■ EXERCISE REQUIREMENTS:
(a) According to the article on Elena Poniatowska's visit to UMD, who launched the José Emilio Pacheco Distinguished Lecture Series in the fall of 2016?
(b) Write a continuation of the article on Elena Poniatowska's visit to UMD, starting right after its last sentence.

■ PAGE EXCERPT:
↓↓↓

December 11, 2017 School of Languages, Literatures, and Cultures | Spanish and Portuguese | College of Arts and Humanities

Renowned Mexican Intellectual Elena Poniatowska Visits Umd

Celebrated Mexican Writer Elena Poniatowska’s Visited UMD as Part of the José Emilio Pacheco Distinguished Lecture Series

This past fall, the Department of Spanish and Portuguese had the honor of hosting the esteemed Mexican writer Elena Poniatowska on her visit to the University of Maryland. From Monday, October 30 to Wednesday, November 1, 2017, the celebrated guest led and participated in a series of events that marked the 2nd annual José Emilio Pacheco Distinguished Lecture Series with a public lecture titled, “Poniatowska in Dialogue with José Emilio Pacheco.” The visit by Distinguished Lecturer Elena Poniatowska follows that of the renowned novelist, short-story writer, essayist, and chronicler Juan Villoro, who launched the Series’ inauguration in the fall of 2016. In addition to the Series, Elena Poniatowska gave a lecture in Spanish at the Mexican Cultural Institute titled, “En México siempre tiembla…” as well as a seminar in Spanish at the University of Maryland titled, “Retratos de Mujer.”

↑↑↑

■ SUPPLIED INFORMATION:
↓↓↓

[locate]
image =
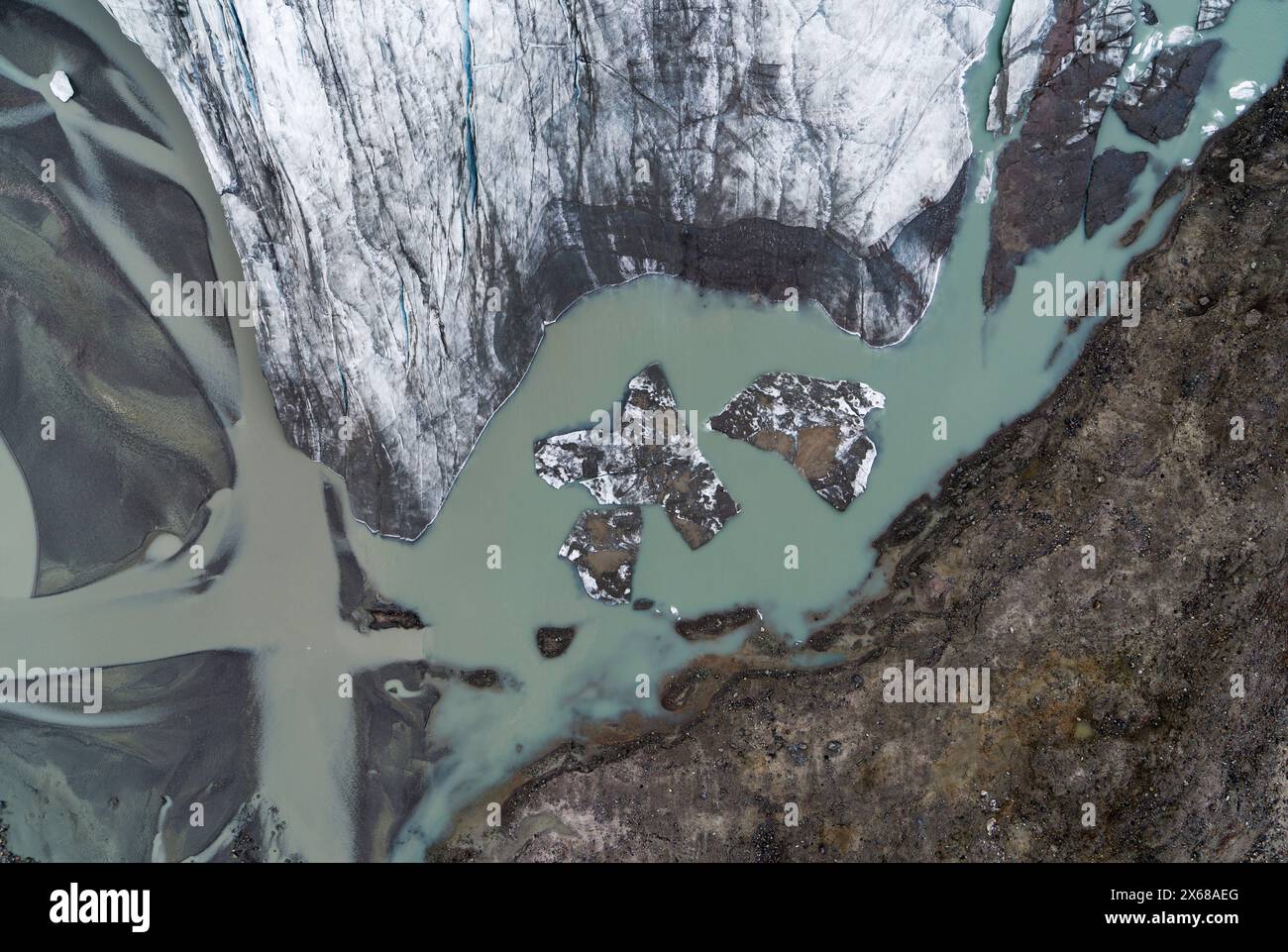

↑↑↑

■ WRITTEN RESPONSES:
(a) Juan Villoro

(b)
The José Emilio Pacheco Distinguished Lecture Series / Catédra José Emilio Pacheco, in collaboration with the Mexican Cultural Institute, serves as a forum for exceptionally great writers, thinkers, philosophers, and scholars who articulate their creative work around Mexican and Latin American literary and cultural tradition, and on the aesthetic, ethnical, and human values that José Emilio Pacheco championed. Pacheco was a Distinguished University Professor at Maryland from 1984 to 2006, and he taught and trained a long list of prominent Mexican writers and intellectuals and an international cohort of students.

Monday’s event began with opening remarks by Dr. Eyda Merediz, Head of the Department of Spanish and Portuguese; Dr. Bonnie Thornton Dill, Dean of the College of Arts and Humanities; Dr. Fatemeh Keshavarz, Director of the School of Languages, Literatures, and Cultures; and Alberto Fierro Garza, Director of the Mexican Cultural Institute. Dr. Merediz welcomed attendees, and Dr. Thornton Dill started off the event by recognizing the leadership of the Department of Spanish and Portuguese. Dr. Keshavarz highlighted Pacheco’s legacy by reading his poem "Los elementos de la noche" in Persian, followed by a reading in Spanish of the same poem by Dr. Mehl Penrose of the Department of Spanish and Portuguese.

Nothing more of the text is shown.